Mohamed Merah en nos miroirs, Eric Marty
Suite à la diffusion scandaleuse par TF1 des enregistrements entre le tueur Merah et la police, il m'a semblé approprié de mettre en ligne cette analyse d'Eric Marty d'une lucidité incroyable et prémonitoire de l'outrance des débordements auxquels nous assistons.
http://bibliobs.nouvelobs.com/actualites/20120601.OBS7296/mohamed-merah-en-nos-miroirs.html
Personne n’est sans doute en mesure de penser le silence qui entoure, hante et traverse l’événement constitué par les assassinats de Toulouse, et principalement ceux des trois enfants juifs de l’école Ozar-Hatorah le 19 mars 2012. Silence qui est tout aussi bien celui de la prudence, de la peur, de la lâcheté, de la sagesse, de la dénégation ou de la résignation. Qui est plus sans aucun doute.

* Matériel fourni *
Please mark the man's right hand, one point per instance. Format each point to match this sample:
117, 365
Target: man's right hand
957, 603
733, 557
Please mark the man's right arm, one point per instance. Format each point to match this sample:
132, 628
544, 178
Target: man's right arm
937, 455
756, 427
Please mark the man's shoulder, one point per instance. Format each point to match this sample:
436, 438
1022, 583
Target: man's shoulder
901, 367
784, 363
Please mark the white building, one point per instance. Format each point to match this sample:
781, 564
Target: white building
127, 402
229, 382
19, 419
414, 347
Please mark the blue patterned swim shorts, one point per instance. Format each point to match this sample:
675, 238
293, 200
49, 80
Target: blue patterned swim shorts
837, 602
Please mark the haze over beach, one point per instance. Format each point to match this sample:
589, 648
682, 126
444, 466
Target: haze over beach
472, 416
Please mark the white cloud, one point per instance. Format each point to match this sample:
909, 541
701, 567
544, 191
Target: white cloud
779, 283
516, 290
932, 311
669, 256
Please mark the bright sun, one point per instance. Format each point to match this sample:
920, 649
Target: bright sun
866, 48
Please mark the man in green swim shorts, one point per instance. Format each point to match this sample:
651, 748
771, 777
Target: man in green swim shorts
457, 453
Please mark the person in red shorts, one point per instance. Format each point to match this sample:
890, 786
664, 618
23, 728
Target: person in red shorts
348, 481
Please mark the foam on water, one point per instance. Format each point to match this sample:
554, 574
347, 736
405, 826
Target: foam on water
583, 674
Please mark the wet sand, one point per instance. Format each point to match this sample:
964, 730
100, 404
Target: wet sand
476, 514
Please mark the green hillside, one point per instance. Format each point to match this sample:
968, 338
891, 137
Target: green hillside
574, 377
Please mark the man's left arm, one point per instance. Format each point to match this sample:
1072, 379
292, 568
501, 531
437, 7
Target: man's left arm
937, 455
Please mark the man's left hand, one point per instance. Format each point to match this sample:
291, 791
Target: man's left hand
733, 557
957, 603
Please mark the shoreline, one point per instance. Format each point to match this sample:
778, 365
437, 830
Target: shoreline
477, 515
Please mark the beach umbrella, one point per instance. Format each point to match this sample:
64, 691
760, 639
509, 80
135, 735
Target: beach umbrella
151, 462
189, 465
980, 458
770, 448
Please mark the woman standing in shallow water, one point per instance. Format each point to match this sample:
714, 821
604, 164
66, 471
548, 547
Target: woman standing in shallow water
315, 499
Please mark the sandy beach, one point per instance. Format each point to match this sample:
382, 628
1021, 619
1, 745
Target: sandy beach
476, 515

* Exercices à résoudre *
a – D'après le texte sur Mohamed Merah, dans quelle école ont été tués les trois enfants juifs le 19 mars 2012 ?
b – Donnez la suite du texte sur Mohamed Merah en partant de sa dernière phrase.

* Réponses aux exercices *
a – L'école Ozar-Hatorah.

b –
Pourtant, ce silence, malgré sa complexité, repose sur un acte unique de langage (car c’est toujours le langage qui est la source du silence), et dont l’opérateur visible est la substitution. Aux morts, on a substitué la figure écran du meurtrier. Et cela, au point d’effacer la mémoire, voire même l’existence des victimes. Que disent les noms d’Arieh (5 ans) et de Gabriel (4 ans) Sandler, ou celui de Myriam Monsenego (8 ans), poursuivie dans la cour de l’école, assassinée d’une balle dans la tête, tandis qu’on l’immobilisait par les cheveux? Que disent ces noms face à celui que nous avons tous à l’esprit, Mohamed Merah?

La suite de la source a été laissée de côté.